[Image region outline entries]

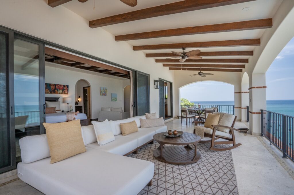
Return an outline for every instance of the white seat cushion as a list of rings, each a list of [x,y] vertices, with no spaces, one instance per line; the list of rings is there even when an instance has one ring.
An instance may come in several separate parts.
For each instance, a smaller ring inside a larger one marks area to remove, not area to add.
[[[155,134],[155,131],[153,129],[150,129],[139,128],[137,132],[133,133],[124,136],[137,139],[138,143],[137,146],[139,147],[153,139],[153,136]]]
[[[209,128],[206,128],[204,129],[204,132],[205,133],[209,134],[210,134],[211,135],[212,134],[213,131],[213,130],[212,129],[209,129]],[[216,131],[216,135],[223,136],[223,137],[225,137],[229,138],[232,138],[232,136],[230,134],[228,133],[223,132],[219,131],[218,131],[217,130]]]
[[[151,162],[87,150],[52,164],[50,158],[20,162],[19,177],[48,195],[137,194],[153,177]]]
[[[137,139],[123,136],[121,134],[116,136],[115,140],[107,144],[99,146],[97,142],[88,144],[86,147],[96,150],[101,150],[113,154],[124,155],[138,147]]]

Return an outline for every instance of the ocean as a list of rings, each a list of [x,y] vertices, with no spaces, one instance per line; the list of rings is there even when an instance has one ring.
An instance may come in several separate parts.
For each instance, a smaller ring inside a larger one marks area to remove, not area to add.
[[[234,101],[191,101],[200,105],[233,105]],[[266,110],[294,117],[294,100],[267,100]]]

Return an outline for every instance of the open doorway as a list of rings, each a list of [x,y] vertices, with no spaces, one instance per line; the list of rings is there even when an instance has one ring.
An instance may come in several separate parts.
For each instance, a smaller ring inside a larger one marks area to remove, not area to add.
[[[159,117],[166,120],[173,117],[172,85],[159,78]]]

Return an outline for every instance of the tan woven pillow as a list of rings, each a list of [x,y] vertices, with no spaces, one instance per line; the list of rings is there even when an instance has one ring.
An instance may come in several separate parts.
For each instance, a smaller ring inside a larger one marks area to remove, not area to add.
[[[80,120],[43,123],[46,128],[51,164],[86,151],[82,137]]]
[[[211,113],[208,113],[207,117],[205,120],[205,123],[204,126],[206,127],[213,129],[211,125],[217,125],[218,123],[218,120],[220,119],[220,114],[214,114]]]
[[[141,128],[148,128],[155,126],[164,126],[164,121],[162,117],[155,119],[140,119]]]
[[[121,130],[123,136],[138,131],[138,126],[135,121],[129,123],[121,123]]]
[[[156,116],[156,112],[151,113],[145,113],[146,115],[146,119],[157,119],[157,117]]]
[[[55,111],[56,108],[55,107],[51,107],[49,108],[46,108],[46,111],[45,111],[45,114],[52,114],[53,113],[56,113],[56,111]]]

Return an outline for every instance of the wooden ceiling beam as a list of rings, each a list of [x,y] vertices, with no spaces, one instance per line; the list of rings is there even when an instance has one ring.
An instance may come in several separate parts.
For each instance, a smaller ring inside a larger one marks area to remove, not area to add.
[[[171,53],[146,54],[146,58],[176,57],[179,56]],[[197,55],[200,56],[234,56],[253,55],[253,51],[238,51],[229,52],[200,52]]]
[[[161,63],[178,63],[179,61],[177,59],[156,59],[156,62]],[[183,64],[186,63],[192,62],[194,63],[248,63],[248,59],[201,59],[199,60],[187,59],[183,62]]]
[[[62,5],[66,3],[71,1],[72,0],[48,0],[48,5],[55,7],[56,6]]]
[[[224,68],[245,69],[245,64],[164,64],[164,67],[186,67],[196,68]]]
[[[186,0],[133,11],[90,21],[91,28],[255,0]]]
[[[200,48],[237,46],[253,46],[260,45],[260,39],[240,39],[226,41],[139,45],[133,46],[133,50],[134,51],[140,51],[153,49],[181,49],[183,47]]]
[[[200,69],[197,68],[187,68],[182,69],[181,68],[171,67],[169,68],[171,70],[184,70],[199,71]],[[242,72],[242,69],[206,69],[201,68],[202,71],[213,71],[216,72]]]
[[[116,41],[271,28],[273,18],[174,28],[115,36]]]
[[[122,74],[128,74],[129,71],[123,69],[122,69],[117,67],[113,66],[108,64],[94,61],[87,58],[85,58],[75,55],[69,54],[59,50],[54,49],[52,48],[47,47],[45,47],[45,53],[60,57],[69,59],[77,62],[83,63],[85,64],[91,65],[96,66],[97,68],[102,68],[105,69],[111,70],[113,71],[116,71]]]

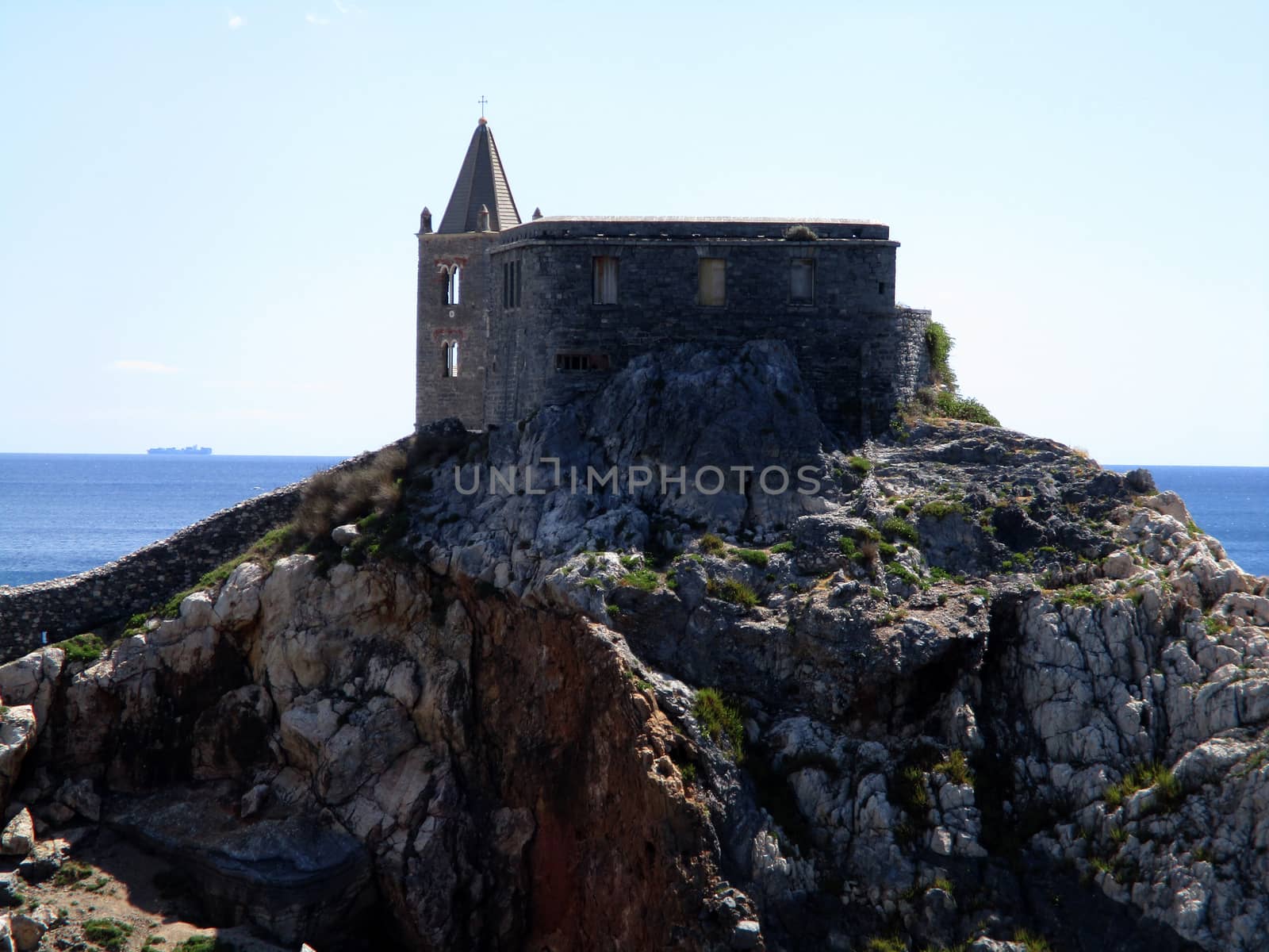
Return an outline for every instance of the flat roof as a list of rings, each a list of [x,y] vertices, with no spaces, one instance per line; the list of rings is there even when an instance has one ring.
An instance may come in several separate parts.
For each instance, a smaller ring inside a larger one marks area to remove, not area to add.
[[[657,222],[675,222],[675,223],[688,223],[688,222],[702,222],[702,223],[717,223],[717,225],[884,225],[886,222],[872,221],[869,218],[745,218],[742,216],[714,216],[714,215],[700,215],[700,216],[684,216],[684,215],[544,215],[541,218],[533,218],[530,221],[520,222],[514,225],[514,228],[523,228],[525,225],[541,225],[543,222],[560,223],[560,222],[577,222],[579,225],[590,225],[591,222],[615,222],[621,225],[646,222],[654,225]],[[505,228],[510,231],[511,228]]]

Written task: Copy all of the entries above word for word, without the pictures.

Answer to the task:
Return an outline for every instance of the white seat cushion as a list of rings, each a list of [x,y] vertices, with no spaces, one instance per line; the list of rings is there even when an instance has one ring.
An instance may come in several separate parts.
For each instance, a smaller ring inside a larger one marks area to remove, not area to add.
[[[155,134],[155,131],[153,129],[150,129],[139,128],[137,132],[133,133],[124,136],[137,139],[138,143],[137,146],[139,147],[153,139],[153,136]]]
[[[209,128],[206,128],[204,129],[204,132],[205,133],[209,134],[210,134],[211,135],[212,134],[213,131],[213,130],[212,129],[209,129]],[[216,131],[216,135],[223,136],[223,137],[225,137],[229,138],[232,138],[232,136],[230,134],[228,133],[223,132],[219,131],[218,131],[217,130]]]
[[[151,162],[87,150],[52,164],[50,158],[20,162],[19,177],[48,195],[137,194],[153,177]]]
[[[137,139],[123,136],[121,134],[116,136],[115,140],[107,144],[99,146],[97,142],[88,144],[86,147],[96,150],[101,150],[113,154],[124,155],[138,147]]]

Return an outline for every instance of the ocean as a list of rings, each a list of [x,y] vertices, with no spaces, one instance per line; the list of rings is there even when an instance has one ring.
An instance may come in several separate parts.
For each instance, a smaller ring inside a larger one marks area to remove, not area to add.
[[[234,101],[191,101],[200,105],[233,105]],[[266,110],[294,117],[294,100],[267,100]]]

Return an outline for every instance of the open doorway as a list of rings, each a list of [x,y] vertices, with no spaces, one instance per line; the list of rings is there even when an instance has one ring.
An instance may come in several separate parts.
For each instance, a smaller ring inside a larger one marks area to remove, not area to add.
[[[159,117],[166,120],[173,117],[172,85],[159,78]]]

Return an outline for every instance of the tan woven pillow as a list of rings, each a list of [x,y] vertices, with no spaces, one instance per line; the list of rings is there even when an instance has one ring.
An instance may come in several separate parts.
For each instance, a smaller ring inside a larger one marks area to remove, not area to add.
[[[80,120],[43,123],[46,128],[51,164],[86,151],[82,137]]]
[[[211,113],[208,113],[207,117],[205,120],[205,123],[204,126],[206,127],[213,129],[211,125],[217,125],[218,123],[218,120],[220,119],[220,114],[214,114]]]
[[[141,128],[148,128],[155,126],[164,126],[164,121],[162,117],[155,119],[140,119]]]
[[[121,130],[123,136],[138,131],[138,126],[135,121],[129,123],[121,123]]]
[[[156,116],[156,112],[151,113],[145,113],[146,115],[146,119],[157,119],[157,117]]]
[[[55,111],[56,108],[55,107],[51,107],[49,108],[46,108],[46,111],[45,111],[45,114],[52,114],[53,113],[56,113],[56,111]]]

Return an outline for every instance of the wooden ceiling beam as a list of rings, each a list of [x,y] vertices, with no spaces, one instance per line; the list of rings is there even when an instance has one ring.
An instance may come in several separate parts.
For each instance, a smaller ring inside a larger one marks area to remove, not area to add.
[[[171,53],[146,54],[146,58],[176,57],[179,56]],[[197,55],[200,56],[234,56],[253,55],[253,51],[238,51],[229,52],[200,52]]]
[[[161,63],[178,63],[179,61],[177,59],[156,59],[156,62]],[[183,64],[186,63],[192,62],[194,63],[248,63],[248,59],[201,59],[199,60],[187,59],[183,62]]]
[[[62,5],[66,3],[71,1],[72,0],[48,0],[48,5],[55,7],[56,6]]]
[[[224,68],[245,69],[245,64],[164,64],[164,67],[186,67],[196,68]]]
[[[186,0],[133,11],[90,21],[91,28],[255,0]]]
[[[200,48],[237,46],[253,46],[260,45],[260,39],[240,39],[226,41],[139,45],[133,46],[133,50],[134,51],[140,51],[153,49],[181,49],[183,47]]]
[[[200,69],[197,68],[187,68],[182,69],[181,68],[171,67],[169,68],[171,70],[184,70],[199,71]],[[242,72],[242,69],[206,69],[201,68],[202,71],[213,71],[216,72]]]
[[[116,41],[271,28],[273,18],[174,28],[115,36]]]
[[[122,74],[128,74],[129,71],[123,69],[122,69],[117,67],[113,66],[108,64],[94,61],[87,58],[85,58],[75,55],[69,54],[59,50],[54,49],[52,48],[47,47],[45,47],[45,53],[60,57],[69,59],[77,62],[83,63],[85,64],[91,65],[96,66],[97,68],[102,68],[105,69],[111,70],[113,71],[116,71]]]

Return an outline for every instance of the flat roof as a list of rings, each a list of [x,y] vertices, with no spaces, one instance per line; the list of rings is there even when an instance has one ring.
An instance may come in several separate parts.
For each instance, a smaller ring inside a larger one marks area to remove, not area to add.
[[[657,222],[675,222],[675,223],[688,223],[688,222],[702,222],[702,223],[717,223],[717,225],[884,225],[886,222],[872,221],[869,218],[745,218],[742,216],[714,216],[714,215],[700,215],[700,216],[684,216],[684,215],[544,215],[541,218],[533,218],[530,221],[520,222],[514,225],[514,228],[523,228],[525,225],[541,225],[543,222],[560,223],[560,222],[577,222],[579,225],[590,225],[591,222],[615,222],[621,225],[646,222],[654,225]],[[505,228],[510,231],[511,228]]]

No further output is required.